>> Begin
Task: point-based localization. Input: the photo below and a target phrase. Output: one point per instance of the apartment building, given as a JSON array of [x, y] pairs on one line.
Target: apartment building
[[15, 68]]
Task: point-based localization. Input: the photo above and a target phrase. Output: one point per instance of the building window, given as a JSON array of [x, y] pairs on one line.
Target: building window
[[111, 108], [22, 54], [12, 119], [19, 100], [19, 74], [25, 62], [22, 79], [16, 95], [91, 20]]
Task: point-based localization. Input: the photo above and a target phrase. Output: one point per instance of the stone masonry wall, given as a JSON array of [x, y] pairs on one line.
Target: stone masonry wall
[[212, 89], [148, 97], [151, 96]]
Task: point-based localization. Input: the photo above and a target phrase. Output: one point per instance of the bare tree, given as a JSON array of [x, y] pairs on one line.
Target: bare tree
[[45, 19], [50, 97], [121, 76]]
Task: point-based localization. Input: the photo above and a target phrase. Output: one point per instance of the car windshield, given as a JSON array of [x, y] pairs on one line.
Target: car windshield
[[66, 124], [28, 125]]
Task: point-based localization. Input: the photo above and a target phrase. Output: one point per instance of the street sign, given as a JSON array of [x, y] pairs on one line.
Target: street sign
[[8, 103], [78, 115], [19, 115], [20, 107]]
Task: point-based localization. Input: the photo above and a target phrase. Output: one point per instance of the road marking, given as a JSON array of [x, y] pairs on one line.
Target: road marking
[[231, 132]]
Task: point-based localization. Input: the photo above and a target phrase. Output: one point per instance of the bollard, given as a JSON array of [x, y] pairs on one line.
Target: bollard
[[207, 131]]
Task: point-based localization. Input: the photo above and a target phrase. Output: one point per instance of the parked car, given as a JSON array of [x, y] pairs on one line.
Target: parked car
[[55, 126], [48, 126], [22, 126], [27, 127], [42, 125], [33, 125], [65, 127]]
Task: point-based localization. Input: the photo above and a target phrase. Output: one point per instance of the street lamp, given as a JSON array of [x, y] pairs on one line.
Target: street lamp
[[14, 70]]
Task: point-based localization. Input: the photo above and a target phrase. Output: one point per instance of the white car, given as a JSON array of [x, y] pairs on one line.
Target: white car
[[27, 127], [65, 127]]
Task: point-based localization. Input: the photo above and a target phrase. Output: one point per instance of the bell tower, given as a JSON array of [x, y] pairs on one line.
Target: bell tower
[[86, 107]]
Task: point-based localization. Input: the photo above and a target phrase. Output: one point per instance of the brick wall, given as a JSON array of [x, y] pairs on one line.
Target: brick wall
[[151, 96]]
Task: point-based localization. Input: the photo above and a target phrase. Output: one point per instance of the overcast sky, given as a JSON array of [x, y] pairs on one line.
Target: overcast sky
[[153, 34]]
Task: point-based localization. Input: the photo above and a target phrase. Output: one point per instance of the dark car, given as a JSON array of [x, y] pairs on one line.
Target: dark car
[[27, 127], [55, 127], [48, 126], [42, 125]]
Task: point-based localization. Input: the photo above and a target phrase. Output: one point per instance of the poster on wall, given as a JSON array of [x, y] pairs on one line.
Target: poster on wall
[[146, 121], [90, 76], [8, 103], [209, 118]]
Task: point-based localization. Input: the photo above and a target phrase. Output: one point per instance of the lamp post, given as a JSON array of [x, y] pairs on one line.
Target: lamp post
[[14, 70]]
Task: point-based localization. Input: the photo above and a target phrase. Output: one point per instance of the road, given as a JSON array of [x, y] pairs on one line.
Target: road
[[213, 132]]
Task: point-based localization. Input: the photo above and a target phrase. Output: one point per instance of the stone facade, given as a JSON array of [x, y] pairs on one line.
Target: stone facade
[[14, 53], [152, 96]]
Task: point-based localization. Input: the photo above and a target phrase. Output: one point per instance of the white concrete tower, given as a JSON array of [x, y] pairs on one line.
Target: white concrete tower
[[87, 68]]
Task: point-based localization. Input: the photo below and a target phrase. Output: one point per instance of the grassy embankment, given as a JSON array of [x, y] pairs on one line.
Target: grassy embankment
>> End
Please write out everything in the listing above from the line containing "the stone masonry" down to the line containing "[[86, 107]]", both ends included, with every line kept. Shift each point coordinate in the answers by -9.

Task: point-based localization. Input: the photo above and a target phrase. Output: one point per instance of the stone masonry wall, given as a JSON array of [x, y] pairs on one line.
Target: stone masonry wall
[[203, 80], [139, 88], [142, 87]]
Task: point-based localization. Input: the photo above and a target phrase. Output: one point per instance of the bare tree, given as a JSON array of [x, y] pairs on one line.
Target: bare tree
[[36, 10], [41, 88], [112, 67]]
Task: point-based localization. Input: the photo above and a target phrase. Output: one point per instance of the car windshield, given as a JSON array of [x, y] pairs on one line.
Target: car windshield
[[57, 115], [19, 116]]
Task: point-based localization. Input: the photo above and a target phrase. Output: one point per instance of the street sign, given as a JSON array of [x, y] pairs on one line.
Target: street sign
[[-1, 94], [69, 106], [10, 106], [11, 98]]
Task: point-based localization. Input: the photo above and a target phrase. Output: one point per instance of the road marking, given as a JSON array of [x, y] pairs on one line.
Target: road marking
[[222, 123]]
Task: point-based localization. Input: the photo above and a target phrase. Output: one point per instance of the bollard, given as a JSON array of [x, y] pairs on one line.
Target: bollard
[[198, 122]]
Task: point-based localization. Input: the photo above and a target phrase. Output: one point per instance of the parked car, given as a JSON array of [x, y] pairs on one line.
Target: parked car
[[46, 117], [39, 117], [13, 117], [18, 118], [33, 116], [24, 116], [56, 118]]
Task: point-based localization. Input: the photo above and a target phrase. Output: one point per instance of the street lamp, given as a JSON array of [x, y] pairs on one line.
Target: street lamp
[[5, 61]]
Task: point-based localization. Input: the photo above and a target phrase. Output: one point per instance of the white car, given as a JSON array of [x, y] pairs on one line.
Target: white car
[[18, 118], [56, 118]]
Task: point-based localization. Input: the photo above and a target phrase. Output: one point per instance of the bell tower, given as a JSON array of [x, y] pairs on one line.
Target: bell tower
[[77, 98]]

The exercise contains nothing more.